╭──

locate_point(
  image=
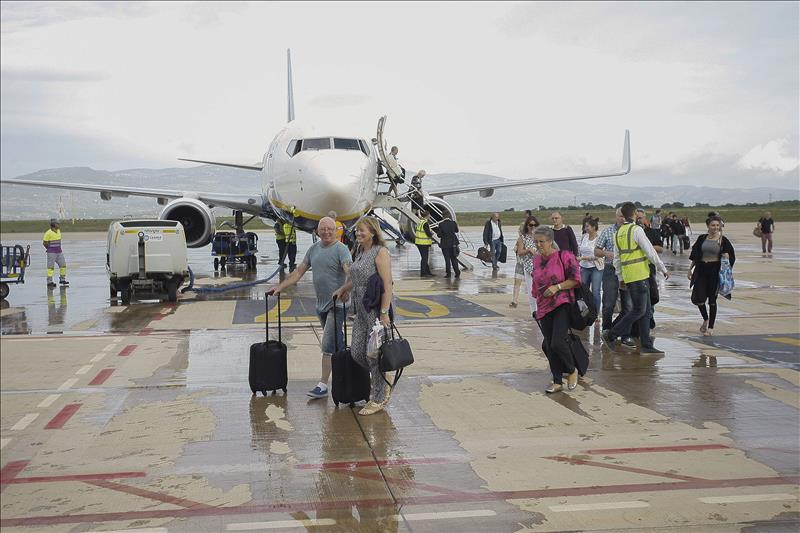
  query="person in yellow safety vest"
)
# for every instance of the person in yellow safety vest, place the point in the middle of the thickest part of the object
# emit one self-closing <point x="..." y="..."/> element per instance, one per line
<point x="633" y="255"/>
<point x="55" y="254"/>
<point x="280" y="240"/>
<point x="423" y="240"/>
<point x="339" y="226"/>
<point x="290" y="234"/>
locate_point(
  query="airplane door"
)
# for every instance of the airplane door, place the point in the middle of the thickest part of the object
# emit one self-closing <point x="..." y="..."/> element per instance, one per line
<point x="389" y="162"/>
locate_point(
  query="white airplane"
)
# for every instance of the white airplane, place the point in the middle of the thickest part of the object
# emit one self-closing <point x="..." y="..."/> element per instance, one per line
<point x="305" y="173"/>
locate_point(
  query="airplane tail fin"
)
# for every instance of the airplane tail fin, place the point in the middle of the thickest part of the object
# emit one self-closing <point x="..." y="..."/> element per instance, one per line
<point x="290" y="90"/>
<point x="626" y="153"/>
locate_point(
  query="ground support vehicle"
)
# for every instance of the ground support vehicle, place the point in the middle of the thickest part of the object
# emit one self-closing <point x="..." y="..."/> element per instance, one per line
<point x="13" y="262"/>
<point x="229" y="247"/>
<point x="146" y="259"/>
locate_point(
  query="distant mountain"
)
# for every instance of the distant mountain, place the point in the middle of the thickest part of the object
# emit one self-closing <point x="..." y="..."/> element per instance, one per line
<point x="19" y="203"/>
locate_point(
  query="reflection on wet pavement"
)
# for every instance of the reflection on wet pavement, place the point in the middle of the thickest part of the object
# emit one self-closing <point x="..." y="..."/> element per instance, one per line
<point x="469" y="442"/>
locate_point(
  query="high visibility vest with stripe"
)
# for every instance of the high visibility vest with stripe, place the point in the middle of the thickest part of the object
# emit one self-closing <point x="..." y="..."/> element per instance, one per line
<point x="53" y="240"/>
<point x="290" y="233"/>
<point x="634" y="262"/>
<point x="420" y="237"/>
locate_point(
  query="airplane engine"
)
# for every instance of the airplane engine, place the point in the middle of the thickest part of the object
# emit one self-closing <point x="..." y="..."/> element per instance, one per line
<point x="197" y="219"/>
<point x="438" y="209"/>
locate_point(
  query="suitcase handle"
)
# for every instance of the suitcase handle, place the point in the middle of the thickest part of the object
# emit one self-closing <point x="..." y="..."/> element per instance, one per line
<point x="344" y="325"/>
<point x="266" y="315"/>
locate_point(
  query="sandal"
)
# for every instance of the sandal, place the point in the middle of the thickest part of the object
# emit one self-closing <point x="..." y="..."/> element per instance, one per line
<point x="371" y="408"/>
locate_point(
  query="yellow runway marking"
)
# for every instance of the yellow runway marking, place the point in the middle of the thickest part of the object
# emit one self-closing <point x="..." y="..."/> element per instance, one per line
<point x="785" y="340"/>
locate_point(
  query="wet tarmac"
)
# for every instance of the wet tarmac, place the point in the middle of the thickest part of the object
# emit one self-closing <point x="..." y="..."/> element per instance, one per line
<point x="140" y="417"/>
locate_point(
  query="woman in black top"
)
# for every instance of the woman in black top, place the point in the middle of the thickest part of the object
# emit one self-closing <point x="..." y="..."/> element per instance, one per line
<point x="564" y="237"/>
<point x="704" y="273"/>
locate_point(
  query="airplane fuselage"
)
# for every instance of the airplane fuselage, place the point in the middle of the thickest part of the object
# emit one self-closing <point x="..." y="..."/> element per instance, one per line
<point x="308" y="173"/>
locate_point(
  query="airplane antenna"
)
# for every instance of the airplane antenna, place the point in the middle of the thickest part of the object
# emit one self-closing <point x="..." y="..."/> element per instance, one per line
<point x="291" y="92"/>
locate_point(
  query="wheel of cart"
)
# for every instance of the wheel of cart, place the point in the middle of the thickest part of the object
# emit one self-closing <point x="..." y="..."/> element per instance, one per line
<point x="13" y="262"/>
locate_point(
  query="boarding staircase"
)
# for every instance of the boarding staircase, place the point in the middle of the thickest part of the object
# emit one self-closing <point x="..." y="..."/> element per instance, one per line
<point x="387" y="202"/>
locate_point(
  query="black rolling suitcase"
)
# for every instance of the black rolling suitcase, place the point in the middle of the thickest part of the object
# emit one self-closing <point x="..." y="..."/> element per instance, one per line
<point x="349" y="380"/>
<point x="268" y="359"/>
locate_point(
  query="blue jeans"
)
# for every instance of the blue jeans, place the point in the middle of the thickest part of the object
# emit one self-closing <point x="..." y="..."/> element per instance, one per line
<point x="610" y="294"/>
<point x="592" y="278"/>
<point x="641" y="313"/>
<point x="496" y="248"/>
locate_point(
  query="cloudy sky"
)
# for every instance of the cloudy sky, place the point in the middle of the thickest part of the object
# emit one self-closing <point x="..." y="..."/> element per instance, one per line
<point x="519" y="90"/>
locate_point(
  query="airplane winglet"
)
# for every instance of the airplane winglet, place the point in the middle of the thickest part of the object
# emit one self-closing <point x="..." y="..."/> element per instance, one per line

╰──

Transcribe the material as is, with images omitted.

FINISHED ANSWER ->
locate_point(
  image=
  query="person in yellow safety vest"
)
# for every instance of the person in yellow safety vest, place the point in the middle of the thickest part of the object
# emit one self-closing <point x="..." y="..."/> element per instance, one per line
<point x="633" y="255"/>
<point x="55" y="254"/>
<point x="280" y="240"/>
<point x="423" y="240"/>
<point x="339" y="226"/>
<point x="290" y="234"/>
locate_point(
  query="airplane door"
)
# for every instance of the airplane door, place the point in the middle of the thickest part of the object
# emit one self-closing <point x="..." y="..."/> element per instance, one per line
<point x="389" y="162"/>
locate_point(
  query="white airplane"
)
# for every instance of the white airplane, place the point in the middle of the thickest part of the object
# emit one self-closing <point x="..." y="..."/> element per instance, one per line
<point x="305" y="173"/>
locate_point(
  query="airplane tail fin"
)
# for every instance of the airplane tail fin, place the point in the middle of the thickest part of the object
# emit one self-closing <point x="..." y="..."/> element per instance, one per line
<point x="290" y="90"/>
<point x="626" y="153"/>
locate_point(
  query="ground support vehicle"
)
# for every instance of the ground support vehicle, place the point in the middle of the thickest part of the object
# emit one self-closing <point x="..." y="..."/> element per instance, one per line
<point x="13" y="262"/>
<point x="229" y="247"/>
<point x="146" y="259"/>
locate_point(
  query="distant mountain"
)
# for every instance of the distant mountain, place the point in the middle of the thickest part of the object
# emit one self-closing <point x="..." y="..."/> element per instance, one per line
<point x="19" y="203"/>
locate_point(
  query="reflection on wet pavement"
)
# for every instance of the reflection on wet pavement, place the point in the middle of the thickest part of the object
# emit one self-closing <point x="..." y="..."/> element per instance, one per line
<point x="469" y="442"/>
locate_point(
  query="high visibility vest with stripe"
)
# for every instance of the high visibility vest with stripe, place the point in the middle of the thickest part of the object
# emit one self-closing <point x="..." y="..."/> element per instance, one per line
<point x="53" y="240"/>
<point x="290" y="233"/>
<point x="634" y="262"/>
<point x="420" y="237"/>
locate_point(
  query="airplane engine"
)
# for every instance of the airplane engine, place the point in the middle of the thickest part of the object
# emit one self-closing <point x="..." y="..."/> element per instance, one per line
<point x="197" y="219"/>
<point x="438" y="209"/>
locate_point(
  query="suitcase handle"
)
# for every instance of the suitcase handle, place the point in the middle of the thickest part of the object
# emit one self-closing <point x="..." y="..."/> element per instance, one per line
<point x="344" y="325"/>
<point x="266" y="315"/>
locate_point(
  query="sandal"
)
# for every instance of the sandal, place the point in the middle of the thickest part of the object
# emit one self-closing <point x="..." y="..."/> element per instance, one per line
<point x="371" y="408"/>
locate_point(
  query="yellow runway marking"
)
# for every instance of the yellow runway marking, place the point in the middle of the thickest part of the object
# emit one self-closing <point x="..." y="..."/> element per instance, one per line
<point x="785" y="340"/>
locate_point(
  query="wet tarmac"
)
# for every instance of the wet tarmac, place the point in the middle of the thickest part of the object
# emit one self-closing <point x="..." y="..."/> element per instance, one per line
<point x="140" y="417"/>
locate_point(
  query="woman in black top"
)
# for every instance of the woman in black top, place the point in the middle of the thickest part of the object
# emit one self-closing <point x="..." y="..."/> element per instance, one per line
<point x="564" y="237"/>
<point x="704" y="273"/>
locate_point(
  query="airplane fuselage"
)
# for every instance of the airplane fuselage, place the point in the middle of the thickest part of the object
# emit one self-closing <point x="..." y="..."/> element per instance, one per line
<point x="308" y="173"/>
locate_point(
  query="airplane antenna"
)
# for every instance of the airplane antenna, place the point in the middle of the thickest part of the object
# emit one self-closing <point x="..." y="..."/> element per instance, one per line
<point x="291" y="92"/>
locate_point(
  query="wheel of cart"
)
# for every instance of the wheel of cart, place the point in the middle of the thickest part of the object
# emit one self-closing <point x="..." y="..."/> element per instance, one per line
<point x="13" y="262"/>
locate_point(
  query="boarding staircase"
)
# for every instance of the boarding staircase, place the point in the middle of the thickest part of the object
# emit one self-closing <point x="..." y="..."/> element per instance, one per line
<point x="387" y="202"/>
locate_point(
  query="black rolling suitcase"
)
# for every instance of the black rolling suitcase, place the point in the middle of the thickest part of the object
# emit one self-closing <point x="..." y="..."/> element per instance, one per line
<point x="349" y="380"/>
<point x="268" y="359"/>
locate_point(
  query="blue jeans"
)
# for every instance of the blue jeans, place the point in the middle of the thickest part of the object
# emit one self-closing <point x="..." y="..."/> element per instance, one per line
<point x="610" y="294"/>
<point x="592" y="278"/>
<point x="641" y="313"/>
<point x="496" y="248"/>
locate_point(
  query="cloudy sky"
)
# for every instance of the cloudy sky, place the point in the middle of the thickest part of the object
# emit one self-closing <point x="..." y="..."/> element per instance, one per line
<point x="519" y="90"/>
locate_point(
  query="airplane winglet"
)
# for every instance of the airplane winglet, place the point in the middle of the thickest part of the object
# emit one self-closing <point x="..." y="..."/> element per instance, one per line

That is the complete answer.